Task requirements -
The response should be the data again, identical in every line.

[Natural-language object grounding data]
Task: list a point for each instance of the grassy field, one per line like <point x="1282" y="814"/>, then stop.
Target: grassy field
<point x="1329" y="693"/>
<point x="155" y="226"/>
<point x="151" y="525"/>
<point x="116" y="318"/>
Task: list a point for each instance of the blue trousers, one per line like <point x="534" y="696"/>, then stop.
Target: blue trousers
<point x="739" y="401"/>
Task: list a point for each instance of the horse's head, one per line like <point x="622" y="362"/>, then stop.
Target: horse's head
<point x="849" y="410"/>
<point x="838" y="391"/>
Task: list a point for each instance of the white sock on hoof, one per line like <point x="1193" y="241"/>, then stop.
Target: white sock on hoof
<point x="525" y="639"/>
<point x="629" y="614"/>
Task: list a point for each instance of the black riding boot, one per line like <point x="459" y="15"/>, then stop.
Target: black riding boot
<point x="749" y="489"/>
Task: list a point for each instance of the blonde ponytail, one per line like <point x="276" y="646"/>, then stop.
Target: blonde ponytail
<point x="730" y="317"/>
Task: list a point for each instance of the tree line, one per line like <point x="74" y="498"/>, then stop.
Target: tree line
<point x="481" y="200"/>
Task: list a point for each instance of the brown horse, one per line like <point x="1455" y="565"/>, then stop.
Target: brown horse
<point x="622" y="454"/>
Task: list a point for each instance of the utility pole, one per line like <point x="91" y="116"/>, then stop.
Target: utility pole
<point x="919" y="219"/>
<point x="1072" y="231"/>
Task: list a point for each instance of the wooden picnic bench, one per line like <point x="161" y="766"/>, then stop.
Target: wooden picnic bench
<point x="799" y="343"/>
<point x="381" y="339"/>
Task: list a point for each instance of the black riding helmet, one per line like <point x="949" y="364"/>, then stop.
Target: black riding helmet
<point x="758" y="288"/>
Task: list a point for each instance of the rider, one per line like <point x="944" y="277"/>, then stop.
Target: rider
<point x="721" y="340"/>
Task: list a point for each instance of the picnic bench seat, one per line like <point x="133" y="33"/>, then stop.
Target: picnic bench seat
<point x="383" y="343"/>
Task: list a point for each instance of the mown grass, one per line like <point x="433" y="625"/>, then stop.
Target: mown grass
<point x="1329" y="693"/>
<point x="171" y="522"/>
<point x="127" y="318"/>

Response for this exercise -
Task: list a point for each instance of the grassy field, one per line like <point x="1282" y="814"/>, then stop.
Target: grassy field
<point x="1329" y="693"/>
<point x="155" y="226"/>
<point x="151" y="525"/>
<point x="116" y="318"/>
Task: list a point for each instance of the blue trousers, one per line like <point x="534" y="696"/>, then stop.
Target: blue trousers
<point x="739" y="401"/>
Task: list a point for each instance of the horse's head, one per line like <point x="622" y="362"/>, then stop.
Target: horse's head
<point x="849" y="410"/>
<point x="838" y="391"/>
Task: list a point for each instance of the white sock on hoof, one per line like <point x="1193" y="241"/>, then stop.
Target: white sock on hoof
<point x="525" y="639"/>
<point x="629" y="614"/>
Task: list a point for each instance of the black riding boot, one per line like <point x="459" y="15"/>, then stop.
Target: black riding boot
<point x="749" y="489"/>
Task: list a point for each instance of the blonde ponytail, one per line like <point x="276" y="646"/>, then stop.
Target: blonde ponytail
<point x="730" y="317"/>
Task: list a point for each instance of the tree line, one per line like <point x="74" y="498"/>, then stop.
Target: tree line
<point x="481" y="200"/>
Task: list a point for each instance of the brown horse, one per line like <point x="1455" y="565"/>, then stop.
Target: brown horse
<point x="622" y="454"/>
Task: list a point for each instance of the utility pole, one per line like <point x="91" y="116"/>, then stop.
Target: utility pole
<point x="919" y="219"/>
<point x="1072" y="231"/>
Task: list a point for each instance of the wooden picnic bench, one per line like <point x="161" y="766"/>, then stop.
Target: wooden picnic bench
<point x="799" y="343"/>
<point x="381" y="339"/>
Task: list a point for each instance of the black riding helmet, one per line like <point x="949" y="364"/>, then stop.
Target: black riding helmet
<point x="758" y="288"/>
Task: list a point for each instance of the rider, one per line like <point x="944" y="277"/>, then stop.
Target: rider
<point x="721" y="340"/>
Task: list a point for each instance of the picnic bench seat, one per line like <point x="133" y="33"/>, then stop.
Target: picnic bench seat
<point x="383" y="343"/>
Task: list a point for each instance of the mown grass, one per line like <point x="433" y="625"/>, then stop.
Target: mown grass
<point x="1329" y="693"/>
<point x="171" y="522"/>
<point x="127" y="318"/>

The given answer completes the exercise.